- [Instructions to follow]: Would you output the entries below only from the line containing "Reviewer note: check that each instance of the stone" through the line containing "Reviewer note: check that each instance of the blue", exactly as they stand and with both ends included?

- [Information]:
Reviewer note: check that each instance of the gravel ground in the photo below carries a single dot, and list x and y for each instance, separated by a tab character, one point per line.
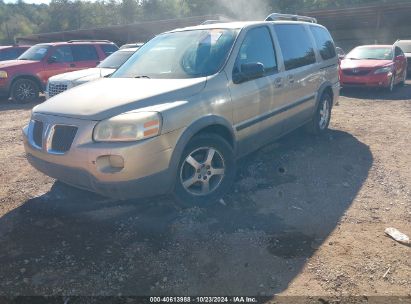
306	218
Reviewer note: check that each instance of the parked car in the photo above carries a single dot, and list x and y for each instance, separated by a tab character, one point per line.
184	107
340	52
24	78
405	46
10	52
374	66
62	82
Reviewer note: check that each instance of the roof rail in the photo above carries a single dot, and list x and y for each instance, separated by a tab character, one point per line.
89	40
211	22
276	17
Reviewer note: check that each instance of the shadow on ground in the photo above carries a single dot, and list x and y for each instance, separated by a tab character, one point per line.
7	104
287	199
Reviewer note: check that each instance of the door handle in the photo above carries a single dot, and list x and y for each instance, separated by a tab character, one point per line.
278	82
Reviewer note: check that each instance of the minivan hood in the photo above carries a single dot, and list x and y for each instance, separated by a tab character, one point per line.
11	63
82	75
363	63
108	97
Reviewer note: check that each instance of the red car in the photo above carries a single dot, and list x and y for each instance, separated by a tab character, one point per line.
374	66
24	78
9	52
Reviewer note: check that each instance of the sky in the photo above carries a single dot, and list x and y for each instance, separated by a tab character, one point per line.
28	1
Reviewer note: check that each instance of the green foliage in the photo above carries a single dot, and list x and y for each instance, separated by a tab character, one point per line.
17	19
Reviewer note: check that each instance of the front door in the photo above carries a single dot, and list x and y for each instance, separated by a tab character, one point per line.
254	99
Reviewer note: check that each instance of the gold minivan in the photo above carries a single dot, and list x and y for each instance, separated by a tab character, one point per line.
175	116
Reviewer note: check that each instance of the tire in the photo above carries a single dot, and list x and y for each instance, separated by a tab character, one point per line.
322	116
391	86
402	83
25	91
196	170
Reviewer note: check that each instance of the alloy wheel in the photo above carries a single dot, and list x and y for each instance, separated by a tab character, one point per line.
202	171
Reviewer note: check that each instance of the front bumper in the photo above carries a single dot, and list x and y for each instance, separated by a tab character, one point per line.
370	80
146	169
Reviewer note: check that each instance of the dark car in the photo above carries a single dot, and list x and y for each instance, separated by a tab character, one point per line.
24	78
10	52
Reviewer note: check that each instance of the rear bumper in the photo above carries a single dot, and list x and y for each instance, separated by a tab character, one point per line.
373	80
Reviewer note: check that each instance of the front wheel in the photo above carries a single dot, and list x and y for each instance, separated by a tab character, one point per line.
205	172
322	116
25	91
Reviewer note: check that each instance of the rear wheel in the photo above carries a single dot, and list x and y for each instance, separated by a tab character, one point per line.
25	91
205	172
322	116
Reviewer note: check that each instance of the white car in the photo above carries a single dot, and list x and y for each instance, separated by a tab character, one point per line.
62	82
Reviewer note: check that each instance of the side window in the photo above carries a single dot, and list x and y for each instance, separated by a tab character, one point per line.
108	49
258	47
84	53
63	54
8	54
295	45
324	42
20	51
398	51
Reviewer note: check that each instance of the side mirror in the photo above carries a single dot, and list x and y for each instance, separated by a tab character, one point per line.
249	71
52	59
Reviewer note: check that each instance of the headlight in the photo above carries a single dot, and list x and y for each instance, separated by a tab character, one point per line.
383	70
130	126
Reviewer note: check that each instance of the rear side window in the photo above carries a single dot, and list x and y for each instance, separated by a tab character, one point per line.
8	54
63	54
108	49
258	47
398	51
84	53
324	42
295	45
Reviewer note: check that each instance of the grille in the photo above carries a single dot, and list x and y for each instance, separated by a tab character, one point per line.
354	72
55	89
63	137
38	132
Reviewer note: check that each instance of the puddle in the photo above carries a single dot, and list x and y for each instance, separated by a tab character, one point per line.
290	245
...
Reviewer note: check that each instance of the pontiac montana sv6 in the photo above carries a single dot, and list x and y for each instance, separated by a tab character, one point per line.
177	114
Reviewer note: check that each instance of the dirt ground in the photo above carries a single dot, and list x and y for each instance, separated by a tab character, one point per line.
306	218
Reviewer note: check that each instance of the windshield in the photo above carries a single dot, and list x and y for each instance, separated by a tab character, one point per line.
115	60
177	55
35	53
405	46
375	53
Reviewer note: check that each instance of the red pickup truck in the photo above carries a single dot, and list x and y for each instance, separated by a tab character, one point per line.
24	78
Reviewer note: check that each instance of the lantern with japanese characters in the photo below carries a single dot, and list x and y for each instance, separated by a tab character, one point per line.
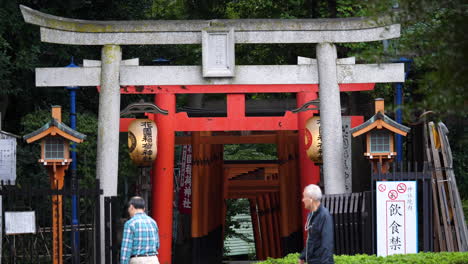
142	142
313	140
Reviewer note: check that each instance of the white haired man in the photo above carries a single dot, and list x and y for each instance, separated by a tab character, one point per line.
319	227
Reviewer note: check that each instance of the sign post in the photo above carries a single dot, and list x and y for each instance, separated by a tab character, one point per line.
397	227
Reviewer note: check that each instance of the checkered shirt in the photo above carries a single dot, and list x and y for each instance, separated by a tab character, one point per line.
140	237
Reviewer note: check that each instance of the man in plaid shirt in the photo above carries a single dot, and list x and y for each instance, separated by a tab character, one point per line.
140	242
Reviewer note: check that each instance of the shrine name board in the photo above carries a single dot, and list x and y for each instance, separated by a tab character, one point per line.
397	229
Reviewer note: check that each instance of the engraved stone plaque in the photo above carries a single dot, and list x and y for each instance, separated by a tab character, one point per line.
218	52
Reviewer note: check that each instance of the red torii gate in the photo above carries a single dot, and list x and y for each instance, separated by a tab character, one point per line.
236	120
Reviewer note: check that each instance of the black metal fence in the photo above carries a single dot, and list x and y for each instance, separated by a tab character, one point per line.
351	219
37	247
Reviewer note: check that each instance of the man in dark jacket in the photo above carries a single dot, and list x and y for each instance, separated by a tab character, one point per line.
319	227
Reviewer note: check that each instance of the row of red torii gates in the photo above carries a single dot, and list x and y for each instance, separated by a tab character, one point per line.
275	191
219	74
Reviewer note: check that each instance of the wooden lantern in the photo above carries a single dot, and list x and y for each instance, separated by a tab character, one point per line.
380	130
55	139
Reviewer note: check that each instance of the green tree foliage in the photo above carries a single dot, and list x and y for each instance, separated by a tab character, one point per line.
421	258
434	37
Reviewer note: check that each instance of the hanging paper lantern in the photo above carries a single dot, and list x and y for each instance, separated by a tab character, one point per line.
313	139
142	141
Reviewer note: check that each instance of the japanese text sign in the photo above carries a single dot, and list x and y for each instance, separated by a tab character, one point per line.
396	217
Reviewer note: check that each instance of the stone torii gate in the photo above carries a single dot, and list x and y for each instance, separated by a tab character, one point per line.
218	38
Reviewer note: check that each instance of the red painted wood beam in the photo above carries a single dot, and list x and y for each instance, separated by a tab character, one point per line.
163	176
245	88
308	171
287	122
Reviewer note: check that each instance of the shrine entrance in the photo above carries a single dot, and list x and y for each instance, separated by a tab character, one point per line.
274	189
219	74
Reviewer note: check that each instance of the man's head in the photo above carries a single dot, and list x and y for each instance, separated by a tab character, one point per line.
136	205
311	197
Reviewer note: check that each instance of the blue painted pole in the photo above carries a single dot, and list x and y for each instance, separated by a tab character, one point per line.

- [Answer to this exercise]:
Reviewer note: check that each instance of the stone torii gate in the photo above carries a single dot, and list x and y for each instance, separated by a tab character, one point per line.
218	38
Reviewer note: check that each instance of the red painted wood beam in the photo above carries a single dot, and list x and y for each instance, separated by a tab character, one point per line.
163	176
245	88
308	171
287	122
Reviewer note: check that each instance of the shrine entrance in the photo above carries a single dot, and list x and y for each instance, separated by a tab character, one point per line.
274	189
219	74
Reviewer note: check that each instance of the man's head in the photo above carries a single dot, and list x and y for each instance, separated by a tab character, one point per line.
136	205
311	197
Reviewer note: check that each instance of the blue painted pole in the photo above carries a single dot, and list x and y for each instance, separated by a tab character, one point per line.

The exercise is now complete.